▶ _Your assignment_:
From the first line of the data down to the line bearing "Where can the cumulus", output every line exactly and include no pictures.

Stored data
=======
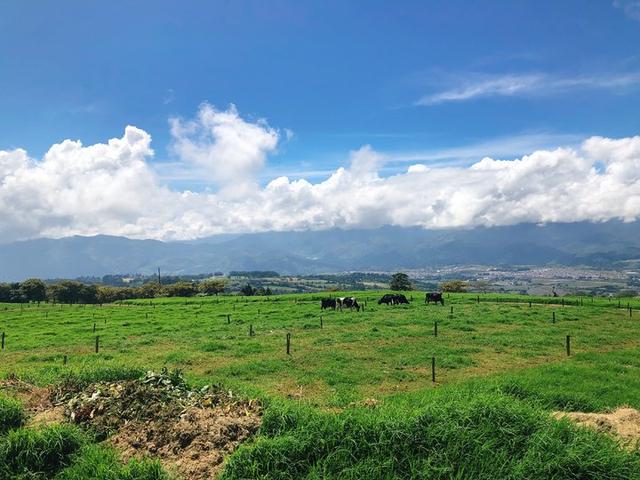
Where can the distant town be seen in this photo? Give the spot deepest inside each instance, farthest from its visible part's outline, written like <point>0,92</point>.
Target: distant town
<point>532,280</point>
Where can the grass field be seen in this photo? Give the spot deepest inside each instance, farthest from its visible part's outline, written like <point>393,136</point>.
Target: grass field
<point>501,363</point>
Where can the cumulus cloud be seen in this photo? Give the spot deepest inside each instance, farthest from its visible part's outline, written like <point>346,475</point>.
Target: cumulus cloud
<point>631,8</point>
<point>223,146</point>
<point>111,188</point>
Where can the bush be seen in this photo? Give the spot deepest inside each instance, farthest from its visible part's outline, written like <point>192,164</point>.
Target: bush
<point>11,414</point>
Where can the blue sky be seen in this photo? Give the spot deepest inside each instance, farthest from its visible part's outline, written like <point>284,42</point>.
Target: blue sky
<point>294,115</point>
<point>337,74</point>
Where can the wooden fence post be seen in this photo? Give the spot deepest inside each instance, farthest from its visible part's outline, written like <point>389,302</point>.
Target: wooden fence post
<point>433,369</point>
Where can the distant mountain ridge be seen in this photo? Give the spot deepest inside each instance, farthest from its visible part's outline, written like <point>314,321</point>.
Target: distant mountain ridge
<point>326,251</point>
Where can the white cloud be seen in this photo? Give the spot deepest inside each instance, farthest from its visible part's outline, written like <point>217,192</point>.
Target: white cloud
<point>222,146</point>
<point>631,8</point>
<point>112,188</point>
<point>511,85</point>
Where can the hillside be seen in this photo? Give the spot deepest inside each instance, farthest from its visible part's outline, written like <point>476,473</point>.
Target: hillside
<point>388,248</point>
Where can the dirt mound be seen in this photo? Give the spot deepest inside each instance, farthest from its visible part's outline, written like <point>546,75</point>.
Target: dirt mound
<point>190,432</point>
<point>623,423</point>
<point>36,401</point>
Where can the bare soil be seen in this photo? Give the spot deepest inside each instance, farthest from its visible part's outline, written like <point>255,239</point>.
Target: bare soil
<point>190,432</point>
<point>623,423</point>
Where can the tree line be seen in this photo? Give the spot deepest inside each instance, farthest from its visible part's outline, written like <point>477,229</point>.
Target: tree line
<point>71,291</point>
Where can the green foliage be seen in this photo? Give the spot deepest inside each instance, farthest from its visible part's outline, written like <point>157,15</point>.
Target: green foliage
<point>400,281</point>
<point>212,286</point>
<point>38,452</point>
<point>488,437</point>
<point>33,290</point>
<point>11,414</point>
<point>95,462</point>
<point>458,286</point>
<point>181,289</point>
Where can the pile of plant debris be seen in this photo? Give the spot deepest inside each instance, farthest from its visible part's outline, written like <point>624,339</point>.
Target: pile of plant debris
<point>190,431</point>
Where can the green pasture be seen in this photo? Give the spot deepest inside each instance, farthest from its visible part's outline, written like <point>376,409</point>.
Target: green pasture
<point>501,367</point>
<point>336,357</point>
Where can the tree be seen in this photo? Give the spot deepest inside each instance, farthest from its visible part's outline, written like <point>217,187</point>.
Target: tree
<point>481,286</point>
<point>212,286</point>
<point>181,289</point>
<point>148,290</point>
<point>33,290</point>
<point>5,293</point>
<point>248,290</point>
<point>459,286</point>
<point>400,281</point>
<point>65,292</point>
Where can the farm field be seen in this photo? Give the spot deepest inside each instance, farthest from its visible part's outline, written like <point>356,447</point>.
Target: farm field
<point>501,365</point>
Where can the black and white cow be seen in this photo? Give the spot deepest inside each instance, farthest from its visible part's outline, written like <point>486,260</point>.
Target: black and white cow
<point>349,302</point>
<point>328,303</point>
<point>434,297</point>
<point>393,299</point>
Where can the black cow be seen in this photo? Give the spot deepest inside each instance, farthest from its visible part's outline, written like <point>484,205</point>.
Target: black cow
<point>349,302</point>
<point>386,298</point>
<point>393,299</point>
<point>434,297</point>
<point>328,303</point>
<point>400,298</point>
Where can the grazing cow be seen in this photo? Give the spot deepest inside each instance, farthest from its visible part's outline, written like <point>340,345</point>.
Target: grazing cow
<point>393,299</point>
<point>434,297</point>
<point>328,303</point>
<point>386,298</point>
<point>400,298</point>
<point>349,302</point>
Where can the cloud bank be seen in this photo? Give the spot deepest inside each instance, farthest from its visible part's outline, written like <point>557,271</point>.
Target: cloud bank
<point>112,189</point>
<point>534,84</point>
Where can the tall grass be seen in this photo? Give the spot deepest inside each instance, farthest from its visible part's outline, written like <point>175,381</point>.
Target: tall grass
<point>42,452</point>
<point>96,462</point>
<point>11,414</point>
<point>488,437</point>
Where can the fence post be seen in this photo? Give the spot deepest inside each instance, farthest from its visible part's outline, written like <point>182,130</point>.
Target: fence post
<point>433,369</point>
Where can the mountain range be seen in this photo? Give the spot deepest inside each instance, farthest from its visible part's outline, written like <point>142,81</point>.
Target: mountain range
<point>604,245</point>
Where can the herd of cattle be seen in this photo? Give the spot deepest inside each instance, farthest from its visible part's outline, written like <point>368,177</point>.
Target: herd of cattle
<point>388,299</point>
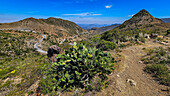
=======
▶ _Answer to the problem_:
Where can the distant town be seen in this photo? Give the spot deepest inside each instance, farthest from its visible part's outline, written like <point>0,92</point>.
Target: distant town
<point>532,280</point>
Where can the grass field be seen in this photo? Give the spot deepest inside each instance, farthest from its visible part's outline, written like <point>393,136</point>.
Target: grass field
<point>501,363</point>
Where can the cumulus cloud be seen in this photo? Give the spot deepest inside each instance, farthest from its visible part's outline, written like <point>346,475</point>.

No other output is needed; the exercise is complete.